[Position annotation records]
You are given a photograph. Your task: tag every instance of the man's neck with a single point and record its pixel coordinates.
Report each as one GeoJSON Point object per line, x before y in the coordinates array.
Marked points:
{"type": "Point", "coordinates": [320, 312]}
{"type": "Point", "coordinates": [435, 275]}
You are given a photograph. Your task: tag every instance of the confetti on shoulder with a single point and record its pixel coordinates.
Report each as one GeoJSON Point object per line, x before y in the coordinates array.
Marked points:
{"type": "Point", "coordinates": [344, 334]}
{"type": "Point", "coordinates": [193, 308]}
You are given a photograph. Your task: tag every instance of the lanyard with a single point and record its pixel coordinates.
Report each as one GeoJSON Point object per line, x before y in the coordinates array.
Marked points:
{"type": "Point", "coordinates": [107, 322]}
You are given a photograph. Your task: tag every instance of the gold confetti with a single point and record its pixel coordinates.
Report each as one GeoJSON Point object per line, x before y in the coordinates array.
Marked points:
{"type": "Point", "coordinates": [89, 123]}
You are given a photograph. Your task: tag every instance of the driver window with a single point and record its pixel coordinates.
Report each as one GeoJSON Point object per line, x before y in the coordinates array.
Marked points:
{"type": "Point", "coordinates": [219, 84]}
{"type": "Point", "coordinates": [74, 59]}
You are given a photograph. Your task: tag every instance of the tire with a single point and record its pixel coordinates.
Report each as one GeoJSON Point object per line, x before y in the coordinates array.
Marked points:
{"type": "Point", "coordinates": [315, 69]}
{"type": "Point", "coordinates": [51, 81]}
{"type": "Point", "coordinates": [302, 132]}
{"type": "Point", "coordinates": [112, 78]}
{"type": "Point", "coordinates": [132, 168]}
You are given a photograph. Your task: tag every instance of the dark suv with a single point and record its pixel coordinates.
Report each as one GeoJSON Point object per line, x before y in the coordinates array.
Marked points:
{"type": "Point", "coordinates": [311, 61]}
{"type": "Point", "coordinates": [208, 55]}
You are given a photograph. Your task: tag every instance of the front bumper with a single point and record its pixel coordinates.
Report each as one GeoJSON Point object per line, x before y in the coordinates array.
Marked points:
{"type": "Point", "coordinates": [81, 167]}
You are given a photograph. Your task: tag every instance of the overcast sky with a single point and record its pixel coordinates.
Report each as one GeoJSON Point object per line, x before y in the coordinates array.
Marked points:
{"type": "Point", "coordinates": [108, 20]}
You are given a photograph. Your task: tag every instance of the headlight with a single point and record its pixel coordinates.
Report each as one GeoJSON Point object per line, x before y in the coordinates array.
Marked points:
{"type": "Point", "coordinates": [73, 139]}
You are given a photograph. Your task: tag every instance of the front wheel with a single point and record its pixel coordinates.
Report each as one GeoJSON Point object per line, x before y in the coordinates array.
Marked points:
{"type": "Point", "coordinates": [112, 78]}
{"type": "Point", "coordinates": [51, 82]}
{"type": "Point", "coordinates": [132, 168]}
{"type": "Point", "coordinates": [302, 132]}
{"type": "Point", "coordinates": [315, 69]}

Task description | Reproduce every one of the records above word for word, keeping each line unchanged.

Output of the exercise |
You are given a photograph. Your task: tag every instance of the man's neck with a single point and record its pixel coordinates.
Report each as one GeoJSON Point object per line, x before y in the coordinates array.
Marked points:
{"type": "Point", "coordinates": [320, 312]}
{"type": "Point", "coordinates": [435, 275]}
You are given a photograph. Your task: tag every instance of the confetti on shoulder with a single point and record its pixel coordinates.
Report each as one GeoJSON Point object per line, x before y in the coordinates array.
Marked points:
{"type": "Point", "coordinates": [344, 334]}
{"type": "Point", "coordinates": [193, 308]}
You are given a photograph. Your task: tag every instance of the lanyard with a single point and record its pixel coordinates.
Report each as one GeoJSON Point object per line, x before y in the coordinates array.
Marked points:
{"type": "Point", "coordinates": [107, 322]}
You are given a photograph. Your task: tag every instance of the gold confetti with a single point and record its pixel coordinates.
Report each as one GeoJSON Point object per line, x before y in the coordinates array.
Marked points:
{"type": "Point", "coordinates": [89, 123]}
You are given a photograph. Your task: tag every instance of the driver window with a single point and record its pixel coordinates.
Report each as one GeoJSON Point object per line, x before y in the coordinates array.
Marked points:
{"type": "Point", "coordinates": [219, 84]}
{"type": "Point", "coordinates": [74, 59]}
You are given a photograph. Your task: tag every instance of the tire with a single point and record its pixel coordinates.
Report each as one GeoJSON Point object per line, x before y in the coordinates array.
Marked points:
{"type": "Point", "coordinates": [315, 69]}
{"type": "Point", "coordinates": [51, 81]}
{"type": "Point", "coordinates": [302, 132]}
{"type": "Point", "coordinates": [112, 78]}
{"type": "Point", "coordinates": [132, 168]}
You are given a photograph. Your task: tag every instance of the dark suv with a single point and record its pixel coordinates.
Report each as one GeoJSON Point object per line, x before y in the coordinates array.
Marked points:
{"type": "Point", "coordinates": [311, 61]}
{"type": "Point", "coordinates": [208, 55]}
You are given a photograph. Your task: tag every instance of the front bumper with a single point and record its pixel coordinates.
Report each as one GeoJSON Point object per line, x before y in the coordinates array.
Marked points:
{"type": "Point", "coordinates": [81, 167]}
You are given a photograph. Your task: tag every instance of the overcast sky with a single point and record its pixel coordinates.
Report each as one GeoJSON Point object per line, x before y in the coordinates array.
Marked points:
{"type": "Point", "coordinates": [108, 20]}
You are given a photograph. Your task: tag every instance of the headlight with a single point and record its pixel coordinates.
Report each as one GeoJSON Point object per line, x before y in the coordinates array.
Marked points:
{"type": "Point", "coordinates": [73, 139]}
You are given a photograph. Your task: tag every instance of the front wheel with a single point and record its pixel coordinates.
Report each as one GeoJSON Point object per line, x before y in the coordinates array.
Marked points:
{"type": "Point", "coordinates": [112, 78]}
{"type": "Point", "coordinates": [51, 82]}
{"type": "Point", "coordinates": [132, 168]}
{"type": "Point", "coordinates": [302, 132]}
{"type": "Point", "coordinates": [315, 69]}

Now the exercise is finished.